> _Records for this task_:

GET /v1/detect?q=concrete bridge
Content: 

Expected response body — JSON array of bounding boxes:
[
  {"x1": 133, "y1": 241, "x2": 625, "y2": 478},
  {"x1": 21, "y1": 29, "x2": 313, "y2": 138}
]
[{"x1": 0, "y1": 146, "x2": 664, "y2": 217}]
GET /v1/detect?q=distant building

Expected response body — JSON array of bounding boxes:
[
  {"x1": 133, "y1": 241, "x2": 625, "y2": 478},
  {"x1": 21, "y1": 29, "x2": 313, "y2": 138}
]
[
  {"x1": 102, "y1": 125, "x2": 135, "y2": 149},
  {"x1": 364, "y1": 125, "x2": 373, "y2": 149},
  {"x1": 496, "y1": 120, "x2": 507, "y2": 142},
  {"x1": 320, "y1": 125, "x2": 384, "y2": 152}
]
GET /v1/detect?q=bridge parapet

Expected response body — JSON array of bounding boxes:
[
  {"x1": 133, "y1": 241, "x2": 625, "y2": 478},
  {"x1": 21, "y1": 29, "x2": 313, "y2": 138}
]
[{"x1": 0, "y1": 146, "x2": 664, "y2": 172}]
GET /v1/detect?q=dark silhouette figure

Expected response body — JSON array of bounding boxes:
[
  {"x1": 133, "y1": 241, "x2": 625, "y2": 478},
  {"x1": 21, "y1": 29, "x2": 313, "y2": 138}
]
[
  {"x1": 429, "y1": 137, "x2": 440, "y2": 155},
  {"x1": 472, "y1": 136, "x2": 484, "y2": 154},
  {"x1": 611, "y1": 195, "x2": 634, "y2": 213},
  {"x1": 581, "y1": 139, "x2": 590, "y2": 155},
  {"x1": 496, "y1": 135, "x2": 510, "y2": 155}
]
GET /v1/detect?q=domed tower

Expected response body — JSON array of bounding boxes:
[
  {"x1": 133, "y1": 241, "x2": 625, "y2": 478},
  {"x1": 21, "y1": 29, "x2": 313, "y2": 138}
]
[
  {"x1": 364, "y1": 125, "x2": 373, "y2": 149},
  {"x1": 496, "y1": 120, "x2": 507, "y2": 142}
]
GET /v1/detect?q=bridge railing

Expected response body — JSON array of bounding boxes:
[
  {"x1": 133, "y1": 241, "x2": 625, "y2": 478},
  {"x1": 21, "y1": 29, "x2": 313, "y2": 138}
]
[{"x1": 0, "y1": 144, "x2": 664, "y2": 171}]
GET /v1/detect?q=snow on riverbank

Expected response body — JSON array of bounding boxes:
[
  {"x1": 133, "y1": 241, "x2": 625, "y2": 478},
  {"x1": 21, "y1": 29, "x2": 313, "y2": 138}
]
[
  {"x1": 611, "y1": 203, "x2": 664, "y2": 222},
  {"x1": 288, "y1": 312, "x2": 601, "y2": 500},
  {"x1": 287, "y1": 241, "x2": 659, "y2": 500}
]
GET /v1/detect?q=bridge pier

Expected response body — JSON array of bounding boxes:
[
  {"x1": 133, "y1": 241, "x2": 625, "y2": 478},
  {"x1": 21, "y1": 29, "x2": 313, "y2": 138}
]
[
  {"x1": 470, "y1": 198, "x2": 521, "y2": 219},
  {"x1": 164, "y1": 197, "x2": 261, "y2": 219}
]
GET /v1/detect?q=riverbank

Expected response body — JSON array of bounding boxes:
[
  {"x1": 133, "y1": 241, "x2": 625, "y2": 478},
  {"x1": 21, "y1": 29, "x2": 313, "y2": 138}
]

> _Stated problem_: Can you copy all of the lines above, from the first to the last, without changing anything?

> _Worked answer_:
GET /v1/detect?q=concrete bridge
Content: 

Expected response body — JSON array of bounding boxes:
[
  {"x1": 133, "y1": 241, "x2": 625, "y2": 478},
  {"x1": 21, "y1": 29, "x2": 313, "y2": 138}
]
[{"x1": 0, "y1": 146, "x2": 664, "y2": 217}]
GET /v1/detect?q=distant building

Expected response body — JSON array of bounding boxes:
[
  {"x1": 133, "y1": 241, "x2": 625, "y2": 478},
  {"x1": 21, "y1": 29, "x2": 313, "y2": 138}
]
[
  {"x1": 102, "y1": 125, "x2": 135, "y2": 149},
  {"x1": 364, "y1": 125, "x2": 373, "y2": 149},
  {"x1": 496, "y1": 120, "x2": 507, "y2": 142},
  {"x1": 320, "y1": 125, "x2": 384, "y2": 152}
]
GET /v1/detect?q=bridge parapet

Expected response body — JSON array of bounding boxes:
[
  {"x1": 133, "y1": 241, "x2": 625, "y2": 478},
  {"x1": 21, "y1": 29, "x2": 313, "y2": 138}
]
[{"x1": 0, "y1": 146, "x2": 664, "y2": 172}]
GET /v1/detect?q=dark silhouette figure

Expected response body — JSON array of bounding boxes:
[
  {"x1": 133, "y1": 241, "x2": 625, "y2": 478},
  {"x1": 21, "y1": 29, "x2": 313, "y2": 138}
]
[
  {"x1": 429, "y1": 137, "x2": 440, "y2": 155},
  {"x1": 472, "y1": 136, "x2": 484, "y2": 154},
  {"x1": 611, "y1": 195, "x2": 634, "y2": 213},
  {"x1": 581, "y1": 139, "x2": 590, "y2": 155},
  {"x1": 496, "y1": 135, "x2": 510, "y2": 155}
]
GET /v1/detect?q=domed tower

Expected response body — JSON array of bounding boxes:
[
  {"x1": 133, "y1": 241, "x2": 625, "y2": 478},
  {"x1": 21, "y1": 29, "x2": 313, "y2": 138}
]
[
  {"x1": 364, "y1": 125, "x2": 373, "y2": 149},
  {"x1": 496, "y1": 120, "x2": 507, "y2": 142}
]
GET /v1/detect?q=bridge railing

Expected response body — JSON array of bounding boxes:
[
  {"x1": 133, "y1": 241, "x2": 625, "y2": 478},
  {"x1": 21, "y1": 29, "x2": 313, "y2": 138}
]
[{"x1": 0, "y1": 144, "x2": 664, "y2": 171}]
GET /v1/detect?q=snow on riverbank

Expected response body — JSON array of bounding boxes:
[
  {"x1": 133, "y1": 241, "x2": 625, "y2": 478},
  {"x1": 21, "y1": 29, "x2": 313, "y2": 138}
]
[
  {"x1": 611, "y1": 203, "x2": 664, "y2": 222},
  {"x1": 288, "y1": 312, "x2": 601, "y2": 500},
  {"x1": 287, "y1": 241, "x2": 659, "y2": 500}
]
GET /v1/detect?q=bridge pier

Expected response body — JSON array of bounding boxes:
[
  {"x1": 133, "y1": 241, "x2": 625, "y2": 478},
  {"x1": 21, "y1": 29, "x2": 313, "y2": 138}
]
[
  {"x1": 470, "y1": 198, "x2": 521, "y2": 219},
  {"x1": 164, "y1": 197, "x2": 261, "y2": 219}
]
GET /v1/detect?q=riverbank

Expected response body — JSON array of bounding boxes:
[
  {"x1": 133, "y1": 241, "x2": 625, "y2": 478},
  {"x1": 21, "y1": 29, "x2": 313, "y2": 138}
]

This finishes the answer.